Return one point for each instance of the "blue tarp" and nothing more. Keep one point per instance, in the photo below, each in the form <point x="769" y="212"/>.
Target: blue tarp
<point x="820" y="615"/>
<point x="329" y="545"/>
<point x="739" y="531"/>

---

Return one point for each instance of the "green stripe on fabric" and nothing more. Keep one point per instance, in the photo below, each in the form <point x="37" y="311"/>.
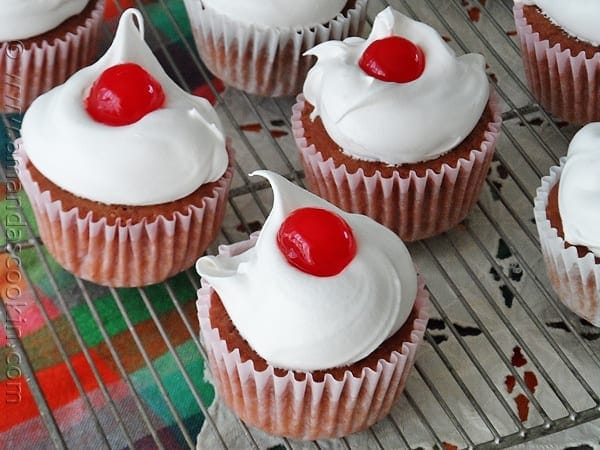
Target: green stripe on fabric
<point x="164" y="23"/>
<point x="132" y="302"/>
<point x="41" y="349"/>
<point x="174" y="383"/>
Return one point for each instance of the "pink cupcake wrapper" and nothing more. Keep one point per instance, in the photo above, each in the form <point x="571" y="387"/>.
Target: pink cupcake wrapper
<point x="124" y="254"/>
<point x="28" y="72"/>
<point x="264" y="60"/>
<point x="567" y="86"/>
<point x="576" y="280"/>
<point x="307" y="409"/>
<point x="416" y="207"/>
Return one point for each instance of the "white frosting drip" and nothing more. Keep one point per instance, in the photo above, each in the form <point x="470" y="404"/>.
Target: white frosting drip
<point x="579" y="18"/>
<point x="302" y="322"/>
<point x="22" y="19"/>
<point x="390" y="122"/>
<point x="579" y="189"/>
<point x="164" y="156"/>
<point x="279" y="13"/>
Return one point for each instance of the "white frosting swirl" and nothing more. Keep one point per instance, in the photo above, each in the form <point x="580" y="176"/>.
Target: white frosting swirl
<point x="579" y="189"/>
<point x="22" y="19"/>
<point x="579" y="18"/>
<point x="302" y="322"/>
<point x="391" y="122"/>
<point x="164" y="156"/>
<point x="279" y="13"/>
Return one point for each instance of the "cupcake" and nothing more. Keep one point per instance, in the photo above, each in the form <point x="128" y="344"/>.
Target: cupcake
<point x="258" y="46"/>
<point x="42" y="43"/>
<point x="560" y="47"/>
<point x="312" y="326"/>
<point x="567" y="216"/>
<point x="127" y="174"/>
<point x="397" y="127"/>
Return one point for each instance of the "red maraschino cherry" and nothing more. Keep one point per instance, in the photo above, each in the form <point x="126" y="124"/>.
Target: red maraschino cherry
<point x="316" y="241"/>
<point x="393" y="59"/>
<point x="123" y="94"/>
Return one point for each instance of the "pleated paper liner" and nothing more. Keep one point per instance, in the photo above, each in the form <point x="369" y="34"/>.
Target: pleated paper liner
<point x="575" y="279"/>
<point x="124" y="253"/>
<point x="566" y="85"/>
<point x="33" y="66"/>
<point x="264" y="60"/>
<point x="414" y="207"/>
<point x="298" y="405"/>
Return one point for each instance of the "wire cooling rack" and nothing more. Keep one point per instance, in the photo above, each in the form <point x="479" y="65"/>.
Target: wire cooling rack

* * *

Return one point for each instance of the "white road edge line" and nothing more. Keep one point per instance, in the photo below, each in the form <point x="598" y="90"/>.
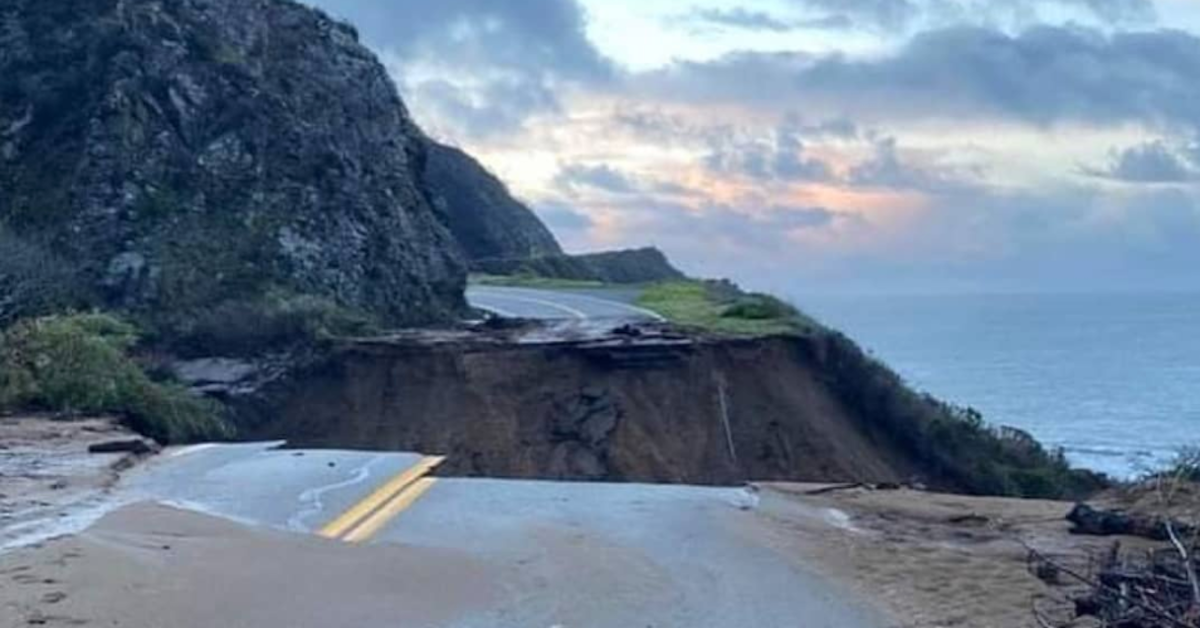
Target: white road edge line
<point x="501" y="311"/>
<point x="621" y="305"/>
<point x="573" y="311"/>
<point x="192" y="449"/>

## [Do this]
Count the lines in the data above that contain the word "cooling". Reply with the number only.

## [Task solution]
2